::: Available records

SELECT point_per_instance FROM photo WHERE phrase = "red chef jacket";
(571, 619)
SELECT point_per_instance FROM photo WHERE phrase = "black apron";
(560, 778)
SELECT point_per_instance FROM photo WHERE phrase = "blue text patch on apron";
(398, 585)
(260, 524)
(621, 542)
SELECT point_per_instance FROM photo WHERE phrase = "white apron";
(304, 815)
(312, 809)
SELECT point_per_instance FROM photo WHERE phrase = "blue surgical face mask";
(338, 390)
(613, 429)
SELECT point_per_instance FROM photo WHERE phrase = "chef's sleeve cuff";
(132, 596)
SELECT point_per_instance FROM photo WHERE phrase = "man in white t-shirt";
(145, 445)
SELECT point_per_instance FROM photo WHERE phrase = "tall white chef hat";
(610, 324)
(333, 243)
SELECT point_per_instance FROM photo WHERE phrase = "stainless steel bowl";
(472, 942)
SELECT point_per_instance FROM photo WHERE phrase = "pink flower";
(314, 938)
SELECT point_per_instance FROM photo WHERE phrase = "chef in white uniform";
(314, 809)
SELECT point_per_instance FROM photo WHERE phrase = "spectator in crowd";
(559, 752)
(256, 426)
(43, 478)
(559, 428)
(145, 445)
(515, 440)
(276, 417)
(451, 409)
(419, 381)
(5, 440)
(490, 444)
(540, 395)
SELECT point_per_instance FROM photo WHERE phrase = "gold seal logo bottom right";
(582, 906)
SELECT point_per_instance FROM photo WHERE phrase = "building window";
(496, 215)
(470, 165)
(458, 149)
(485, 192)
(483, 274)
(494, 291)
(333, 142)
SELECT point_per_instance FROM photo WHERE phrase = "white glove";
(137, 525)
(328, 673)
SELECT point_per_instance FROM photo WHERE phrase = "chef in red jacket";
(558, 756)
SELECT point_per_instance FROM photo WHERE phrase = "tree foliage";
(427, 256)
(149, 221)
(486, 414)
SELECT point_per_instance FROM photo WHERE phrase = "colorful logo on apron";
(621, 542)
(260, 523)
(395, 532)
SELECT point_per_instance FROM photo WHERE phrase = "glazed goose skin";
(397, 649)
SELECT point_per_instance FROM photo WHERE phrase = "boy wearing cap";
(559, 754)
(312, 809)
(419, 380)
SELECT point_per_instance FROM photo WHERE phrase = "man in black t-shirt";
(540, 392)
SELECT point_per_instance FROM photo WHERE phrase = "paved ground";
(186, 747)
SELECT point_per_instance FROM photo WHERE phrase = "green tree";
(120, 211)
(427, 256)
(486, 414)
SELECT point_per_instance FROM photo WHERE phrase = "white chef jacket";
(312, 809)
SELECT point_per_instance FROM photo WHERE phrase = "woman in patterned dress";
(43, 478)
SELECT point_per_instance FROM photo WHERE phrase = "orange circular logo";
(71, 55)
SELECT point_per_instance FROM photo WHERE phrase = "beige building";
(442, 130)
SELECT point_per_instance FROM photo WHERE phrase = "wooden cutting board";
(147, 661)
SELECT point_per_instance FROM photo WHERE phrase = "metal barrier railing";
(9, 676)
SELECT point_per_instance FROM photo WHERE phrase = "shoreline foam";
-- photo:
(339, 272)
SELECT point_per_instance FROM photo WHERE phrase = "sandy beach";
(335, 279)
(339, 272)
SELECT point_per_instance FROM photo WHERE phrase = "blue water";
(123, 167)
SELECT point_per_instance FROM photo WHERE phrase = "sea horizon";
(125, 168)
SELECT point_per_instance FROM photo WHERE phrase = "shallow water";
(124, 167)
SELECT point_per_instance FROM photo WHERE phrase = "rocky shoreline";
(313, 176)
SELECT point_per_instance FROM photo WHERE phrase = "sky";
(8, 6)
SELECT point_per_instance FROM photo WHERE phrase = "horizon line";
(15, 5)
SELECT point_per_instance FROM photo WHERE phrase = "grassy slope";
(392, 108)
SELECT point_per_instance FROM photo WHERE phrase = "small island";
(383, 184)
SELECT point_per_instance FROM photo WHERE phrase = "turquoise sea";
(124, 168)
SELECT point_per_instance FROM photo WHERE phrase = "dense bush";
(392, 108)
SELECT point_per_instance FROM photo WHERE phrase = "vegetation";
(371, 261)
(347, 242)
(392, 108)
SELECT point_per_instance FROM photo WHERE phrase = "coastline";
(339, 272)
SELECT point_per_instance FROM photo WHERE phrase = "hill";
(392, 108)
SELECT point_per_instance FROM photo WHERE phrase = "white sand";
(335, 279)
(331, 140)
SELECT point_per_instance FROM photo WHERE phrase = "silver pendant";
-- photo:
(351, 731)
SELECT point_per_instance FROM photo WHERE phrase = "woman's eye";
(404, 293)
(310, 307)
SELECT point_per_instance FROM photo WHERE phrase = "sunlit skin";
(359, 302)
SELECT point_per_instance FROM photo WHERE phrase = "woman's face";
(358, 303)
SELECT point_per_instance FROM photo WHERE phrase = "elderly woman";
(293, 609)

::::::

● **Task to complete**
Without omitting anything, output the entries exactly.

● **Solved problem**
SELECT point_per_instance FROM photo WHERE phrase = "red chef jacket";
(571, 619)
SELECT point_per_instance FROM photo WHERE phrase = "black apron";
(560, 778)
SELECT point_per_instance FROM photo WHERE phrase = "blue text patch on apron";
(398, 585)
(260, 524)
(621, 542)
SELECT point_per_instance FROM photo WHERE phrase = "white apron";
(304, 815)
(312, 809)
SELECT point_per_instance FROM photo WHERE phrase = "blue surgical face mask";
(338, 390)
(613, 429)
SELECT point_per_instance FROM photo WHERE phrase = "chef's sleeve cuff";
(132, 596)
SELECT point_per_instance FROM photo WHERE phrase = "man in white t-shirt";
(145, 445)
SELECT point_per_instance FROM photo WHERE phrase = "tall white chef hat";
(610, 324)
(333, 243)
SELECT point_per_instance FROM photo WHERE phrase = "stainless steel bowl";
(472, 942)
SELECT point_per_instance FROM photo WHERE phrase = "pink flower";
(314, 938)
SELECT point_per_instance FROM photo WHERE phrase = "chef in white uniform";
(314, 809)
SELECT point_per_instance FROM photo WHERE phrase = "spectator in crowd";
(559, 752)
(256, 426)
(43, 478)
(559, 428)
(145, 445)
(515, 440)
(276, 417)
(451, 409)
(419, 381)
(5, 440)
(490, 444)
(540, 395)
SELECT point_per_instance FROM photo WHERE phrase = "gold seal logo bottom right";
(582, 906)
SELECT point_per_instance FROM photo WHERE phrase = "building window";
(496, 215)
(470, 165)
(458, 149)
(485, 192)
(483, 274)
(494, 291)
(333, 142)
SELECT point_per_instance FROM photo WHERE phrase = "white glove";
(137, 525)
(328, 673)
SELECT point_per_instance FROM photo WHERE phrase = "chef in red jacket";
(558, 756)
SELECT point_per_instance FROM photo WHERE phrase = "tree foliage";
(427, 256)
(149, 221)
(486, 414)
SELECT point_per_instance FROM photo WHERE phrase = "colorful logo on apron";
(621, 542)
(260, 523)
(395, 532)
SELECT point_per_instance FROM photo WHERE phrase = "glazed goose skin";
(397, 649)
SELECT point_per_instance FROM photo WHERE phrase = "boy wearing cap";
(559, 754)
(312, 809)
(419, 380)
SELECT point_per_instance FROM photo WHERE phrase = "man in black t-shirt";
(540, 392)
SELECT point_per_instance FROM photo WHERE phrase = "paved ground";
(186, 747)
SELECT point_per_instance FROM photo WHERE phrase = "green tree";
(120, 211)
(427, 256)
(486, 414)
SELECT point_per_instance FROM photo WHERE phrase = "white chef jacket";
(312, 809)
SELECT point_per_instance FROM photo WHERE phrase = "woman in patterned dress";
(43, 478)
SELECT point_per_instance FROM photo WHERE phrase = "orange circular logo";
(71, 55)
SELECT point_per_instance FROM photo WHERE phrase = "beige building";
(442, 130)
SELECT point_per_instance FROM photo WHERE phrase = "wooden cutting board";
(147, 661)
SELECT point_per_instance FROM photo WHERE phrase = "metal barrier railing";
(9, 676)
SELECT point_per_instance FROM photo WHERE phrase = "shoreline foam";
-- photo:
(339, 272)
SELECT point_per_instance FROM photo WHERE phrase = "sandy beach";
(335, 279)
(339, 272)
SELECT point_per_instance FROM photo WHERE phrase = "blue water";
(123, 167)
SELECT point_per_instance FROM photo WHERE phrase = "sea horizon";
(125, 168)
SELECT point_per_instance FROM photo WHERE phrase = "shallow water";
(124, 167)
SELECT point_per_instance FROM photo WHERE phrase = "rocky shoreline";
(313, 176)
SELECT point_per_instance FROM photo WHERE phrase = "sky";
(8, 6)
SELECT point_per_instance FROM photo WHERE phrase = "horizon line";
(15, 5)
SELECT point_per_instance FROM photo WHERE phrase = "grassy slope";
(392, 108)
SELECT point_per_instance FROM photo WHERE phrase = "small island";
(383, 184)
SELECT point_per_instance FROM photo WHERE phrase = "turquoise sea";
(124, 168)
SELECT point_per_instance FROM photo WHERE phrase = "dense bush";
(392, 108)
SELECT point_per_instance FROM photo WHERE phrase = "vegetation";
(371, 261)
(347, 242)
(392, 108)
SELECT point_per_instance FROM photo WHERE phrase = "coastline";
(339, 272)
SELECT point_per_instance FROM photo WHERE phrase = "hill";
(392, 108)
SELECT point_per_instance FROM photo WHERE phrase = "white sand";
(335, 279)
(331, 140)
SELECT point_per_instance FROM photo WHERE phrase = "silver pendant";
-- photo:
(351, 731)
SELECT point_per_instance FROM photo WHERE phrase = "woman's eye";
(404, 293)
(310, 307)
SELECT point_per_instance FROM photo WHERE phrase = "sunlit skin";
(359, 302)
SELECT point_per_instance FROM photo WHERE phrase = "woman's face";
(358, 303)
SELECT point_per_instance FROM photo WHERE phrase = "elderly woman";
(293, 609)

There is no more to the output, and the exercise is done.